● **WHAT THE TASK REQUIRES**
What you return must match the records word for word, except that pictures are dropped.

TASK DATA Start Marker

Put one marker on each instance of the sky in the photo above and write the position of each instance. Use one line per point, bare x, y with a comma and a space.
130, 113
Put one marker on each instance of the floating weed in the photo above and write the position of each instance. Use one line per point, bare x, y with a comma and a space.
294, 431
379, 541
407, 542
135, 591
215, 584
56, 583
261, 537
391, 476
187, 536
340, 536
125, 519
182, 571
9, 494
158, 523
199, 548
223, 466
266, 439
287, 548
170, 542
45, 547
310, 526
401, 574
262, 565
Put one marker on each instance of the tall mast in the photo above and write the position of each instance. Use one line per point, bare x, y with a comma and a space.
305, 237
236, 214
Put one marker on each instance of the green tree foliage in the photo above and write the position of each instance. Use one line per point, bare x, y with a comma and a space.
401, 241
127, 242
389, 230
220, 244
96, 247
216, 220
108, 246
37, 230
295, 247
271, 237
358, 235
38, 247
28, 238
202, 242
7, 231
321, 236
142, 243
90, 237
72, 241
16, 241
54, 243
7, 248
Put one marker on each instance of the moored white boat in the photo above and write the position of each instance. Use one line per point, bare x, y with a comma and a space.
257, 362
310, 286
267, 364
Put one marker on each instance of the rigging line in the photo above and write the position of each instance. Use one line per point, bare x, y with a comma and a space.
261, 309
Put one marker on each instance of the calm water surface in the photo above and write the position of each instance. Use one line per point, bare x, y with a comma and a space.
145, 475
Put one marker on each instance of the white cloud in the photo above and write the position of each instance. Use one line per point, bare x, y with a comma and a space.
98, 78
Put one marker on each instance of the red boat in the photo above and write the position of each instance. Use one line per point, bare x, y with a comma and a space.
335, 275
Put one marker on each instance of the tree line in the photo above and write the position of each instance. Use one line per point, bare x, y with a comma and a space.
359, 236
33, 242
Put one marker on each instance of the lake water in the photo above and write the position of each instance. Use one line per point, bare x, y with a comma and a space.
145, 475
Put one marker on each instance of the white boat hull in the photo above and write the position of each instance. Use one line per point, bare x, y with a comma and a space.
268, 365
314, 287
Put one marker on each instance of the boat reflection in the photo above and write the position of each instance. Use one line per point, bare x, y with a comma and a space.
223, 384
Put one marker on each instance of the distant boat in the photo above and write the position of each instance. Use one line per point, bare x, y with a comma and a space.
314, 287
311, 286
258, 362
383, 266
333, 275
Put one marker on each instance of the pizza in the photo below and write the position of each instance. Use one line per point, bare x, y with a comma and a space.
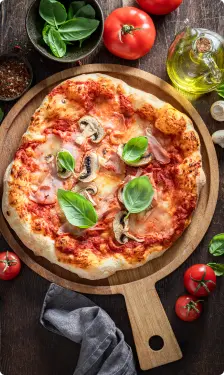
92, 118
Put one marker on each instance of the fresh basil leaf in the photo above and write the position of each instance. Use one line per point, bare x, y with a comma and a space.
216, 246
78, 28
87, 12
77, 209
138, 194
52, 12
45, 32
56, 44
1, 114
74, 7
218, 268
81, 41
134, 149
220, 90
65, 160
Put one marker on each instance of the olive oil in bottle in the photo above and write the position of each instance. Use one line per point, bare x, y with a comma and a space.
195, 62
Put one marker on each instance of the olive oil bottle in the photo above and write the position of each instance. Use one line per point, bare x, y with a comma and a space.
195, 62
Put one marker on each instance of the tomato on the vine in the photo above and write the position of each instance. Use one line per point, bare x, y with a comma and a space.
188, 308
159, 7
200, 280
129, 33
10, 265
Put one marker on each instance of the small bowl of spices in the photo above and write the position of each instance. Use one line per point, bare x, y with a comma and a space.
15, 76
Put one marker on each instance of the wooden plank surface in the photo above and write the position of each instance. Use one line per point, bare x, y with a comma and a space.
29, 349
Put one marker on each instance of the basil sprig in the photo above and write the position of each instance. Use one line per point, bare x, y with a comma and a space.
65, 161
138, 194
77, 209
216, 246
56, 44
74, 7
53, 12
62, 28
134, 149
218, 268
77, 29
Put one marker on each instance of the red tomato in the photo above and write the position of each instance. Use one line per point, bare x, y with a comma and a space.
188, 308
200, 280
129, 33
159, 6
10, 265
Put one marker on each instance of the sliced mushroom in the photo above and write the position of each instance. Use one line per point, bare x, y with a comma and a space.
86, 191
61, 172
145, 159
90, 167
121, 229
91, 128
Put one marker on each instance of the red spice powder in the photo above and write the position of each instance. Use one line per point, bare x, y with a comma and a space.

TASK DATA End Marker

● **SOLUTION TO THIS PROBLEM**
Put one marker on each instance of the sky in the photo above and write the position of each instance. Use one line per point, bare x, y with a comma and a space.
130, 113
Put one marker on each instance of the floating weed in the photo above and write the position of each instance. Use one line per point, bare x, y with a comma and a space.
294, 431
379, 541
407, 542
135, 591
215, 584
56, 583
261, 537
391, 476
187, 536
340, 536
125, 519
182, 571
9, 494
158, 523
199, 548
223, 466
266, 439
287, 548
170, 542
45, 547
310, 526
401, 574
262, 565
Put one marker on each instance of the tall mast in the photo above and write the position of each instance. Use one line per point, bare x, y with a comma and a space.
305, 237
236, 214
Put one marker on each instance of the green tree foliage in the photo above and write the position of each instance. Use one line per point, bare x, y with a comma and a space.
401, 241
127, 242
389, 230
220, 244
96, 247
216, 220
108, 246
37, 230
295, 247
271, 237
358, 235
38, 247
28, 238
202, 242
7, 231
321, 236
142, 243
90, 237
72, 241
16, 241
54, 243
7, 248
Put one marker on each instance of the moored white boat in the photo above and write the position of each instance. Use one line per point, bare x, y with a comma and a space.
257, 362
310, 286
267, 364
Put one marker on each instance of the rigging line in the photo above and write the position of each instance. Use one line per point, bare x, y with a comma and a space.
261, 309
Put one marker on each instance of the calm water surface in the photo above and write the position of each instance. Use one line per point, bare x, y with a comma and a space.
145, 475
Put one marker on each instance of the white cloud in the photo above and write the position of each instance. Use one line per point, bare x, y with a comma and a space.
98, 78
Put one marker on each instance of the red boat in the photo above and write the position of each instance. Use one line per point, bare x, y with a comma and a space.
335, 275
Put one marker on each instance of the tree line in the photo above and write the position of each instance. Use one line per point, bare x, y with a comma and a space.
359, 236
33, 242
Put one marker on each instance of the lake water in the photo above and write the position of each instance. Use one line per point, bare x, y with a comma and a space.
145, 475
Put one marker on each instance of the white boat hull in the photo above and write the position of each instance. Use one line per point, bare x, y with a comma and a space.
268, 365
314, 287
Put one marker on each instance of the boat reflection in the photo above and write the position of each instance. Use one line per point, bare x, y with a comma and a space.
223, 384
Put one marker on each instance of the distant boat in the photo above and write the position of each instance. Use one line per point, bare x, y with a comma and a space.
314, 287
311, 286
258, 362
383, 266
333, 275
Put one marker on each instance of the pizza in the photo below and write the position of each instance. Use one line per point, bare x, y with a comma and a space.
92, 118
Put one marker on each instance of the fresh basil leaf in the photo above and write the position of each instance. Use one line per point, bare x, y with a comma and a space.
216, 246
78, 28
87, 12
77, 209
138, 194
52, 12
45, 32
56, 44
1, 114
74, 7
218, 268
81, 41
134, 149
220, 90
65, 160
Put one marker on each instance of the olive oil in bottle in the photo above and write the position of each instance. Use one line per point, bare x, y with a comma and a space.
195, 62
Put one marker on each instance of the olive oil bottle in the photo above and write the position of each instance. Use one line per point, bare x, y with a comma and a space.
195, 62
Put one marker on each instance of the tomato on the vine in the photo above and write the position of each instance. Use one line per point, bare x, y with a comma and a space.
188, 308
159, 7
200, 280
129, 33
10, 265
Put one marker on each instance of the small bowl of spices in the photo above and write the position of each instance. Use one line per point, bare x, y with a comma and a space.
15, 76
Put one marker on each instance of the wooden plank surface in the photo above and write the position of each instance. Use one line per point, bare x, y with a comma and a space.
29, 349
Put one marker on each instance of the basil sprig in the photo above and write the position of each instance. Use one line per point, bare x, y with a comma and a space.
65, 161
138, 194
77, 209
216, 246
56, 44
74, 7
53, 12
62, 28
134, 149
218, 268
77, 29
Put one marker on each instance of the red tomato in the photo above and write the position of each instance. Use one line per point, bare x, y with a comma and a space.
188, 308
200, 280
129, 33
159, 6
10, 265
Put one marker on each instance of the sliced mushroom in the photo above and write the position of each instance. Use one line per point, bare x, y with a comma and a space.
86, 191
61, 172
145, 159
90, 167
121, 229
91, 128
Put one marker on each instance of the red spice powder in the photo above and write the position of each instance. Use one line per point, bare x, y with a comma and a space.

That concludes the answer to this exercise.